**DATASET:**

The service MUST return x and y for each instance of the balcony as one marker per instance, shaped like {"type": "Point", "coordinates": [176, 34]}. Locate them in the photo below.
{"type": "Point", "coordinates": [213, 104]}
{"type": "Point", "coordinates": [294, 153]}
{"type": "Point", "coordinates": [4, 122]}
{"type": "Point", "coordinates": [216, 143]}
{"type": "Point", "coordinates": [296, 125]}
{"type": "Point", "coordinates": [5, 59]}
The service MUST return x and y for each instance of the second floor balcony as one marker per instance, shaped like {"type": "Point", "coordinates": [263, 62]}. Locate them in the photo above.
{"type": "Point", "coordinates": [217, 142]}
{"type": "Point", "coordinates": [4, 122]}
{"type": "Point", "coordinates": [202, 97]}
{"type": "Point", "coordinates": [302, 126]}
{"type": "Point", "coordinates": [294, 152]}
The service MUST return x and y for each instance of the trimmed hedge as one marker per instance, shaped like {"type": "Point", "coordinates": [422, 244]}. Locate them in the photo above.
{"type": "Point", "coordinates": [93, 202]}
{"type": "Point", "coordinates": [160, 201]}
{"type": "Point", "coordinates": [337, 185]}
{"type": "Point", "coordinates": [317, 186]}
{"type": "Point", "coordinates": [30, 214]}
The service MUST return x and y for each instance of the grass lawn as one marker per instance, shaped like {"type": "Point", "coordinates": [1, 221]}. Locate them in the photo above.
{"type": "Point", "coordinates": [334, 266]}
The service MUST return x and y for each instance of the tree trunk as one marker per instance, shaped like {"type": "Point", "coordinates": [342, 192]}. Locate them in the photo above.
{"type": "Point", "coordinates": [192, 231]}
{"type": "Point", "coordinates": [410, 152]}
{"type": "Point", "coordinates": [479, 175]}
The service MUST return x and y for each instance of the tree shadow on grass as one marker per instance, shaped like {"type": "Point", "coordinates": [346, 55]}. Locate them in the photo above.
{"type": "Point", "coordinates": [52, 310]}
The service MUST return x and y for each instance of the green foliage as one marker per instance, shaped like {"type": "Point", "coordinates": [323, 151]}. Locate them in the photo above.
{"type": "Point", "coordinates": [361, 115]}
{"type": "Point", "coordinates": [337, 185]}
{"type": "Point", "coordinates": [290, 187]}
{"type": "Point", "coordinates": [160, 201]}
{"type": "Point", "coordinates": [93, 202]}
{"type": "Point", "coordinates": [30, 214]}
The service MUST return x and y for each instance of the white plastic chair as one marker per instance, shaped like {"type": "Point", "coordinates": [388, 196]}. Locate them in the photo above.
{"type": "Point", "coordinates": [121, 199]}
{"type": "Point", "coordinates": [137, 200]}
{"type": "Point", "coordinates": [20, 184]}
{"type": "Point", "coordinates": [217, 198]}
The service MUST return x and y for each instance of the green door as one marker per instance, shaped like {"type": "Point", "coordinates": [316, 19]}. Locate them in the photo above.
--
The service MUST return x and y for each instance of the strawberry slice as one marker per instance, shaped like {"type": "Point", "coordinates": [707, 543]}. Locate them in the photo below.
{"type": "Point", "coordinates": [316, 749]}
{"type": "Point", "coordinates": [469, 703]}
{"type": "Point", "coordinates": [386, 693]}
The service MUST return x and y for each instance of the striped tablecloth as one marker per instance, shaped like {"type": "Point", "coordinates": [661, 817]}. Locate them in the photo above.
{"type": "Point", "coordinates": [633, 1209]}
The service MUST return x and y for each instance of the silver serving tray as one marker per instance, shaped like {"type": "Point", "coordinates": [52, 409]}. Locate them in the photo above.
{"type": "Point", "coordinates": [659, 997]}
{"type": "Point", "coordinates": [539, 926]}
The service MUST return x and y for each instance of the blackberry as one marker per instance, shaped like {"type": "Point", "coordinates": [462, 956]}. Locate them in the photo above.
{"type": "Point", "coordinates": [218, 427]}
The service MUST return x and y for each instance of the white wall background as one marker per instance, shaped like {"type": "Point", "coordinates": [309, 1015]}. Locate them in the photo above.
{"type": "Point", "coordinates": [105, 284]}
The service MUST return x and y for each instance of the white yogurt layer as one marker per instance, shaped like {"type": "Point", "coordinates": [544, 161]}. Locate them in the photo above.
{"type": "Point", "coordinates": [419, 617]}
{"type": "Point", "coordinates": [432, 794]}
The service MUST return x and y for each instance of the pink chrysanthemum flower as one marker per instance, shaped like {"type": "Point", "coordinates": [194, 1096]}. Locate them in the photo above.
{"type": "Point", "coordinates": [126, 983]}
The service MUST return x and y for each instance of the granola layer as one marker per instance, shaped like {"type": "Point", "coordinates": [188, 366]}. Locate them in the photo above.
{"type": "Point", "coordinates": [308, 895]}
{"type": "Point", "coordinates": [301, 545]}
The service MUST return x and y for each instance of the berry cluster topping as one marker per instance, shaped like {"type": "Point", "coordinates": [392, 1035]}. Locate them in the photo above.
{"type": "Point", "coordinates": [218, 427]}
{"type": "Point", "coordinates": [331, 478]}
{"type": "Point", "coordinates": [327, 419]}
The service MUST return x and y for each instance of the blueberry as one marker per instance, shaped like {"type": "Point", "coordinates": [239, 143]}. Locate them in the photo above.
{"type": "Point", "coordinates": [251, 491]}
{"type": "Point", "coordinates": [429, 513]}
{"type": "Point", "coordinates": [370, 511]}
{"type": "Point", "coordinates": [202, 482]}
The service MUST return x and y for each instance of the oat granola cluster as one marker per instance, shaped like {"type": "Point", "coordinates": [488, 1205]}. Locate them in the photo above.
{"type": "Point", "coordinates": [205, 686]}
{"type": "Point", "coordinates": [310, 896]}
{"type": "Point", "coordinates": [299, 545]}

**WHAT IS BEING ASKED:** Retype, exactly and in full, the lines above from the one containing "the white plastic" through the one containing "the green door".

**WRITTEN ANSWER:**
The service MUST return x and y for each instance of the white plastic chair as one marker per instance, shaped like {"type": "Point", "coordinates": [388, 196]}. Locate them in the photo above.
{"type": "Point", "coordinates": [121, 199]}
{"type": "Point", "coordinates": [137, 200]}
{"type": "Point", "coordinates": [20, 184]}
{"type": "Point", "coordinates": [217, 198]}
The service MUST return x and y for each instance of the green door as one marker per instance, shaped like {"type": "Point", "coordinates": [316, 19]}. Locate them in the photo above.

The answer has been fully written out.